# GIVEN REQUEST A
Rescale the rows between the one holding "of the window." and the last row, inclusive, and write them out again with their requests unchanged. In the answers, multiply every x and y coordinate by 1.8 and round it to a whole number, with halves rounded up.

# SELECTED EXTRACT
%%
CubeAPM
CubeAPM CubeAPM

How to Monitor AWS Lambda Function Performance and Latency

How to Monitor AWS Lambda Function Performance and Latency

Table of Contents

You monitor Lambda function performance and latency primarily through the Duration metric in CloudWatch, using percentile statistics – p95 and p99 – rather than average. Average duration is almost always misleading: a function that completes in 50ms 99% of the time but takes 4 seconds on cold starts will show a deceptively healthy average. Percentiles expose what your slowest users are actually experiencing.

Latency in Lambda comes from two distinct sources – your code’s execution time and the cold start initialization that precedes it on the first invocation in a new execution environment – and they need to be tracked separately.

Key Takeaways

  • Monitor Duration with p99, not average – average hides the tail latency that your slowest users feel
  • Cold start Init Duration is not part of the Duration metric – it is reported separately in the REPORT log line and requires Lambda Insights or a log metric filter to track as a proper metric
  • The right alert threshold for latency is 80% of your configured timeout – this catches degradation before invocations start failing
  • For API Gateway-fronted Lambda functions, also monitor API Gateway’s Latency and IntegrationLatency metrics – they capture end-to-end latency, including API Gateway’s own overhead, which Lambda Duration alone does not
  • Memory and latency are directly linked in Lambda – CPU is allocated proportionally to memory, so an underpowered function is often a slow function

The Two Types of Lambda Latency

Before setting up monitoring, it helps to separate the two latency buckets Lambda gives you.

Execution latency is the time from when your handler starts to when it returns. This is what the Duration metric captures. It includes your code logic, SDK calls, and any downstream calls to DynamoDB, RDS, HTTP APIs, or other services.

Initialization latency (cold start) is the time Lambda spends setting up the execution environment before your handler runs – downloading your code, starting the runtime, and running your module-level initialization code. This is the Init Duration value in the REPORT log line. It is billed separately from Duration (since August 2025) and is not included in the Duration metric.

If you only watch Duration, you are only watching half the latency picture.

What to Monitor and Where to Find It

Duration (Execution Latency)
%%
# GIVEN REQUEST B
Reproduce the passage of the Lambda latency article between "Before setting up" and "Duration (Execution Latency)", inclusive.

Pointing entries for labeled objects
%%
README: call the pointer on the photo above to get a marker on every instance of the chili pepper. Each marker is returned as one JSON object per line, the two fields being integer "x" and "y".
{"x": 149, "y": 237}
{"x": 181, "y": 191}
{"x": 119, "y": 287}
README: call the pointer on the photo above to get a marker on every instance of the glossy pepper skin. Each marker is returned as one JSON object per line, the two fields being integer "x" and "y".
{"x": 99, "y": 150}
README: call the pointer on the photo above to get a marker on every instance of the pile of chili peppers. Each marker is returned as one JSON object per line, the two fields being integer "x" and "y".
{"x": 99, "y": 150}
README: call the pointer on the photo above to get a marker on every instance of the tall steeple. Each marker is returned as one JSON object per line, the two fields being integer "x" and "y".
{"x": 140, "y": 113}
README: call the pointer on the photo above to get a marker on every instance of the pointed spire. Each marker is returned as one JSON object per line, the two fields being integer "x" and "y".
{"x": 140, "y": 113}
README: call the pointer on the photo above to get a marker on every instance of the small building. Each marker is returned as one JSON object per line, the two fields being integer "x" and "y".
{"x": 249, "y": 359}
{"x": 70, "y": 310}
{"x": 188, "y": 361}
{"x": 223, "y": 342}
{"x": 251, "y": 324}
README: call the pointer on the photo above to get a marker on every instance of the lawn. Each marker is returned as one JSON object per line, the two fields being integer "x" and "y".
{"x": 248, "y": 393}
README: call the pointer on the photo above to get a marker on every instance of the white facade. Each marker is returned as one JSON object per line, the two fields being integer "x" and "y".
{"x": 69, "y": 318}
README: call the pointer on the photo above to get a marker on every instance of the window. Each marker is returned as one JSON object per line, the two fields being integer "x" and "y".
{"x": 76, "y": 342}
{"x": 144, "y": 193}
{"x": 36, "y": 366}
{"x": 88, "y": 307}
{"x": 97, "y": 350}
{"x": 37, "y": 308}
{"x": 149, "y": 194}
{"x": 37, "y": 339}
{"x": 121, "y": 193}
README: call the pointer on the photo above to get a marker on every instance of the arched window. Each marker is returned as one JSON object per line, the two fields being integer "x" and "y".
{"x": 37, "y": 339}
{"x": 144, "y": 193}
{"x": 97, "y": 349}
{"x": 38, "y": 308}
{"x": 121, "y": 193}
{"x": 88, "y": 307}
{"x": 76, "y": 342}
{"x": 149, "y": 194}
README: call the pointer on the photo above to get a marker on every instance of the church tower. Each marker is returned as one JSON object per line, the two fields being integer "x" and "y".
%%
# CORRECT RESULT A
README: call the pointer on the photo above to get a marker on every instance of the window. Each marker is returned as one JSON object per line, the two fields being integer "x" and "y".
{"x": 137, "y": 616}
{"x": 259, "y": 347}
{"x": 65, "y": 659}
{"x": 158, "y": 553}
{"x": 175, "y": 630}
{"x": 67, "y": 554}
{"x": 268, "y": 349}
{"x": 67, "y": 610}
{"x": 218, "y": 347}
README: call the pointer on the photo above to get a marker on every instance of the arched window. Each marker is returned as one JSON object per line, the two fields being integer "x" and "y".
{"x": 67, "y": 610}
{"x": 259, "y": 347}
{"x": 175, "y": 628}
{"x": 68, "y": 554}
{"x": 218, "y": 347}
{"x": 158, "y": 553}
{"x": 137, "y": 616}
{"x": 268, "y": 349}
README: call the pointer on the photo above to get a marker on every instance of the church tower. Each marker is returned as one JSON object per line, the two fields being integer "x" and "y".

# CORRECT RESULT B
Before setting up monitoring, it helps to separate the two latency buckets Lambda gives you.

Execution latency is the time from when your handler starts to when it returns. This is what the Duration metric captures. It includes your code logic, SDK calls, and any downstream calls to DynamoDB, RDS, HTTP APIs, or other services.

Initialization latency (cold start) is the time Lambda spends setting up the execution environment before your handler runs – downloading your code, starting the runtime, and running your module-level initialization code. This is the Init Duration value in the REPORT log line. It is billed separately from Duration (since August 2025) and is not included in the Duration metric.

If you only watch Duration, you are only watching half the latency picture.

What to Monitor and Where to Find It

Duration (Execution Latency)